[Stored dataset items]
[Start of Attachment]

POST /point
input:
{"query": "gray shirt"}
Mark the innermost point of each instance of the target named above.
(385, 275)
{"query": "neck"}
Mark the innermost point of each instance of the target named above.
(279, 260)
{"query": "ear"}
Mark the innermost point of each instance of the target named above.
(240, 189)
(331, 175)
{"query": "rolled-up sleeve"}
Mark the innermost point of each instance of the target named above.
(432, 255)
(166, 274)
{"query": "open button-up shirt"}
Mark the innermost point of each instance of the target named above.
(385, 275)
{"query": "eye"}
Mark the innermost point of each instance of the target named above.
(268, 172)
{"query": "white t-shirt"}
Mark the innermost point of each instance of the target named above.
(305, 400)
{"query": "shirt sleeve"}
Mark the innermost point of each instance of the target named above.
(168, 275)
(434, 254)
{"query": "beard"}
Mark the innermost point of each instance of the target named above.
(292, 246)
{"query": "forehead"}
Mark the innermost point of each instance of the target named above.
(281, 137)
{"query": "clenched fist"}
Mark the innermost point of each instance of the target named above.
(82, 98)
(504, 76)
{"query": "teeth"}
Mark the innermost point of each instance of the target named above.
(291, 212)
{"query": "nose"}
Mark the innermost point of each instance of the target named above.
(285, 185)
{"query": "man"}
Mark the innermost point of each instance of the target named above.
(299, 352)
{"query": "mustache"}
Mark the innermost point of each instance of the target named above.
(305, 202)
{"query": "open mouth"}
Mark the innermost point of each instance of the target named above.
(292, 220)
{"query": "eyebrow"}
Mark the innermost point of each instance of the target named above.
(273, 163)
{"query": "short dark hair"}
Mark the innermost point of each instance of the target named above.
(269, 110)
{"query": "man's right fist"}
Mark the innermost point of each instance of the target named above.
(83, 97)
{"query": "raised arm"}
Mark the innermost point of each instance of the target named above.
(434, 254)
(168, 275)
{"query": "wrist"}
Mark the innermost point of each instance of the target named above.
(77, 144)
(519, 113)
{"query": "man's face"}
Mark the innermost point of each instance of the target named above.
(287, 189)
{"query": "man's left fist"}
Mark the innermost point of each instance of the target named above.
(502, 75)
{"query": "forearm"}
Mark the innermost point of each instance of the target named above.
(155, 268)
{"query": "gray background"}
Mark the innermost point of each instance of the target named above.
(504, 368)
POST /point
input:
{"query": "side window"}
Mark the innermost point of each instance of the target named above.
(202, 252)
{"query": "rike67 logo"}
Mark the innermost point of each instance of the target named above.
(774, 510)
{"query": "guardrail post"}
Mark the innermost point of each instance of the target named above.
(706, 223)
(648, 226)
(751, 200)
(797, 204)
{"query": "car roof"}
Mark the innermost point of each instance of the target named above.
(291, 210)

[End of Attachment]

What you have to do
Write out each entry exactly, and omit nothing.

Task result
POST /point
input:
{"query": "gray shirt"}
Mark the innermost point of each instance of the target named above.
(385, 275)
{"query": "neck"}
Mark the innermost point of each instance of the target named above.
(279, 260)
{"query": "ear"}
Mark the innermost point of each instance of the target named above.
(240, 189)
(331, 175)
{"query": "rolled-up sleeve"}
Mark the innermost point of each instance of the target named above.
(432, 255)
(166, 274)
{"query": "open button-up shirt"}
Mark the innermost point of each instance of the target named above.
(385, 275)
{"query": "eye"}
Mark the innermost point of each instance of the target named above.
(268, 172)
{"query": "white t-shirt"}
Mark the innermost point of each instance of the target named above.
(305, 400)
{"query": "shirt sleeve"}
Mark the innermost point of each instance of the target named above.
(168, 275)
(434, 254)
{"query": "beard"}
Mark the innermost point of each instance of the target named above.
(292, 246)
{"query": "forehead"}
Mark the innermost point of each instance of the target named above.
(281, 137)
{"query": "clenched fist"}
Mark the innermost point of each instance of the target named above.
(82, 98)
(504, 76)
{"query": "teeth"}
Mark the innermost point of each instance of the target named above.
(291, 212)
{"query": "nose"}
Mark the innermost point of each instance of the target named above.
(285, 185)
{"query": "man"}
Mark the innermost point of each instance of the target named above.
(299, 352)
{"query": "mustache"}
Mark the innermost point of each instance of the target named above.
(305, 202)
{"query": "open mouth"}
Mark the innermost point of each instance of the target named above.
(292, 220)
{"query": "eyebrow"}
Mark the innermost point of each instance of the target named above.
(273, 163)
{"query": "short dark hair"}
Mark the innermost point of each instance of the target named above.
(269, 110)
{"query": "man's right fist"}
Mark the innermost point of each instance of the target named above.
(83, 97)
{"query": "raised arm"}
Mark the innermost point of each instance of the target named above.
(434, 254)
(168, 275)
{"query": "wrist"}
Mark the innermost point of each instance of the target named above.
(77, 144)
(519, 113)
{"query": "man's face"}
Mark the innermost point of each instance of the target named above.
(287, 189)
{"query": "man's left fist"}
Mark the innermost point of each instance of the target named above.
(502, 75)
{"query": "forearm"}
Mark the innermost point of each instance of the target named above.
(155, 268)
{"query": "gray background"}
Mark the innermost point of each instance of the target named above.
(504, 368)
POST /point
input:
{"query": "side window"}
Mark the innermost point of each instance of the target named above.
(202, 252)
{"query": "rike67 logo"}
Mark the innermost point of each instance of the target named above.
(774, 510)
{"query": "guardrail post"}
Mark the innermost point of each instance of the target named above.
(706, 223)
(648, 226)
(751, 200)
(797, 204)
{"query": "car roof"}
Mark the innermost point of each instance of the target named above.
(291, 210)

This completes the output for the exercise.